* Short problem *
Write out each line of the items below word for word, changing nothing.

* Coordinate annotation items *
>>

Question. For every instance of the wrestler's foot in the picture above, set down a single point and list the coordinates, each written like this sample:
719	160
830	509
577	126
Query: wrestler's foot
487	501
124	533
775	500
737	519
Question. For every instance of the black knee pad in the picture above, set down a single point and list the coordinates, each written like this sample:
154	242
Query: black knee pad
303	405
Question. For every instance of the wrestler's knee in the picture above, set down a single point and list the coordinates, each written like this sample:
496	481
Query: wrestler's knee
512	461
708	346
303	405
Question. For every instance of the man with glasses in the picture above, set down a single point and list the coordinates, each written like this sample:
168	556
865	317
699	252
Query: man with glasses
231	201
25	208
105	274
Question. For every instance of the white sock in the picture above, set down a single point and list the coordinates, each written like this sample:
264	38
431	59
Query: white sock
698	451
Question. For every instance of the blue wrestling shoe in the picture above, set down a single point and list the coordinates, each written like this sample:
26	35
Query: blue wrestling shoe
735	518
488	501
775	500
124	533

<<

* Reply to the exercise *
Question. For every instance of the wrestler's foot in the picture above, set down a single point and list the coordinates, each written like this sample:
719	160
830	509
577	126
Query: wrestler's foot
487	501
124	533
775	500
737	519
Question. For every instance of the black knee pad in the picture above, set down a single point and list the coordinates, each written like this sample:
154	242
Query: black knee pad
303	405
Question. For every instance of the wrestler's knee in the picture above, set down a single point and list the coordinates, each written like this sample:
496	481
Query: wrestler's knee
512	461
708	346
303	405
Question. For every instance of the man with glasses in the picture above, set down a single point and list the coordinates, each written like this sample:
168	556
865	317
699	252
Query: man with glasses
231	201
25	208
105	274
Question. For every instance of the white sock in the picture above, set down a single point and list the coordinates, each written like this sample:
264	38
431	59
Query: white sock
698	451
Question. For every instance of the blue wrestling shoe in the picture above, set down a single point and list the coordinates, each written like this sample:
26	35
Query: blue wrestling shoe
735	518
488	501
775	500
124	533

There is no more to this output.